§ **DIRECTIONS FOR THIS TASK**: Can you render the lines below as a numbered list, skipping the blank ones and leaving any picture out of your answer?

§ **DATASET EXCERPTS**:
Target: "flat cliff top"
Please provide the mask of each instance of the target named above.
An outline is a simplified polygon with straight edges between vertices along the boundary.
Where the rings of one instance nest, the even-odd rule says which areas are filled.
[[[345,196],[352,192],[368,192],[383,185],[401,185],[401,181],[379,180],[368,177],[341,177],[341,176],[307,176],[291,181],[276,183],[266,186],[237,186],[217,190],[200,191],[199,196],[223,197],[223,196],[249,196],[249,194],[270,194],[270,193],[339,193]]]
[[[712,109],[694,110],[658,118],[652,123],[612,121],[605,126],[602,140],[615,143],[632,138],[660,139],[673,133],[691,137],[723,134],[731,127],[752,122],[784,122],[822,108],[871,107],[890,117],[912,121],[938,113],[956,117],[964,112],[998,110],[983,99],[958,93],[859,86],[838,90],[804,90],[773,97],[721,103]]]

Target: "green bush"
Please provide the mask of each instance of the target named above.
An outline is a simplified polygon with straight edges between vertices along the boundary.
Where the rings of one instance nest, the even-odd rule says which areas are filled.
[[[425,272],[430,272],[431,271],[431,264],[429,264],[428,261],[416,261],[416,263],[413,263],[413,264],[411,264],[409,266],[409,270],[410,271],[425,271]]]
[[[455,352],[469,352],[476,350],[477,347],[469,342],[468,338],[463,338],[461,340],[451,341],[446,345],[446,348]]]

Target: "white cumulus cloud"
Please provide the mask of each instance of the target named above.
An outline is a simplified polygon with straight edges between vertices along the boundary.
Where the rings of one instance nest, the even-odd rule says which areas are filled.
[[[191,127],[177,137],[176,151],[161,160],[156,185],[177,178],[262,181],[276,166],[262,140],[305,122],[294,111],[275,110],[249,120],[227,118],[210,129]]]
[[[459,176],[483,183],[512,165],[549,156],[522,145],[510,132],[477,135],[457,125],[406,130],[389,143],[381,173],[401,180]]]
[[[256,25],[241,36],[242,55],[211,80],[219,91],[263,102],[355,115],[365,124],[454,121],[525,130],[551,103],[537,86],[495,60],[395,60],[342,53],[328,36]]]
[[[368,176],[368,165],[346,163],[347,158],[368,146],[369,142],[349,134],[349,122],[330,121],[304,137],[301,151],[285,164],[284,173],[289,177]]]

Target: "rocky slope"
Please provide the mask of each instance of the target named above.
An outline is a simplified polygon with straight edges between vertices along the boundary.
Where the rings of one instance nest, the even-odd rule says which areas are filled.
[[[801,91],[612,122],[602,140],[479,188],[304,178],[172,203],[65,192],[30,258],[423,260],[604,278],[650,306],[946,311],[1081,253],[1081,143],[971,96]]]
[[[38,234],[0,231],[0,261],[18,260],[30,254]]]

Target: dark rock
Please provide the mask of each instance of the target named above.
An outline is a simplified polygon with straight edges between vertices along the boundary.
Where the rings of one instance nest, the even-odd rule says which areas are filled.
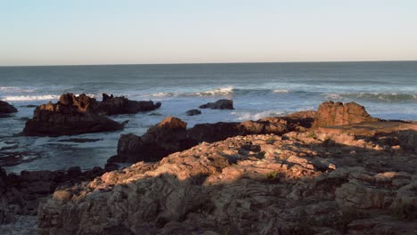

§ **ANSWER TO THIS TASK**:
1. Target: "flat cliff top"
2. Please provide the mask of each instance of the target named above.
3. An outline is a simplified polygon with straight edges between vertices along the boundary.
4. Where the rings of one instance nest, the even-odd rule says which areas are filled.
5. [[[345,196],[352,192],[368,192],[383,185],[401,185],[401,181],[379,180],[368,177],[341,177],[341,176],[307,176],[291,181],[276,183],[266,186],[237,186],[217,190],[200,191],[199,196],[223,197],[223,196],[249,196],[249,194],[270,194],[270,193],[339,193]]]
6. [[[712,109],[694,110],[658,118],[652,123],[612,121],[605,126],[602,140],[615,143],[632,138],[660,139],[673,133],[691,137],[723,134],[731,127],[752,122],[784,122],[822,108],[871,107],[890,117],[912,121],[938,113],[956,117],[964,112],[998,110],[983,99],[958,93],[859,86],[838,90],[804,90],[773,97],[721,103]]]
7. Target: "green bush"
8. Please provide the mask of each instance of the target named above.
9. An outline is a simplified polygon with straight edges between vertices along the boundary.
10. Where the rings of one instance nest, the even-odd rule says which areas are filled.
11. [[[425,272],[430,272],[431,271],[431,264],[429,264],[428,261],[416,261],[416,263],[413,263],[413,264],[411,264],[409,266],[409,270],[410,271],[425,271]]]
12. [[[455,352],[469,352],[476,350],[477,347],[469,342],[468,338],[463,338],[461,340],[451,341],[446,345],[446,348]]]
13. Target: "white cumulus cloud"
14. Please provide the mask of each instance of the target named above.
15. An outline is a simplified polygon with straight edges between vertices along the boundary.
16. Where the rings of one instance nest, the even-odd rule says which areas are filled.
17. [[[191,127],[177,137],[176,151],[161,160],[156,185],[177,178],[262,181],[276,166],[262,140],[305,122],[294,111],[275,110],[249,120],[227,118],[210,129]]]
18. [[[459,176],[483,183],[512,165],[549,156],[522,145],[510,132],[477,135],[457,125],[406,130],[389,143],[381,173],[401,180]]]
19. [[[256,25],[241,36],[242,55],[211,80],[219,91],[263,102],[355,115],[365,124],[454,121],[525,130],[551,103],[537,86],[495,60],[395,60],[342,53],[328,36]]]
20. [[[368,176],[368,165],[346,163],[347,158],[368,146],[369,142],[349,134],[349,122],[330,121],[304,137],[301,151],[285,164],[284,173],[289,177]]]
21. Target: "rocky slope"
22. Please provide the mask of each instance of the target named above.
23. An outline is a simplified polygon with straight edges between vertices along the boundary.
24. Where the rings of one instance nest, the even-odd rule says which areas are filled.
25. [[[801,91],[612,122],[602,140],[479,188],[304,178],[172,203],[65,192],[30,258],[423,260],[604,278],[650,306],[946,311],[1081,253],[1081,143],[971,96]]]
26. [[[38,234],[0,231],[0,261],[18,260],[30,254]]]
27. Target: dark rock
28. Please provide the mask of each instance of the target named above.
29. An outline is a simplified polygon with straight edges between vertices along the boundary.
30. Where the rings of one instance nest, the even-odd rule says which areas are filled.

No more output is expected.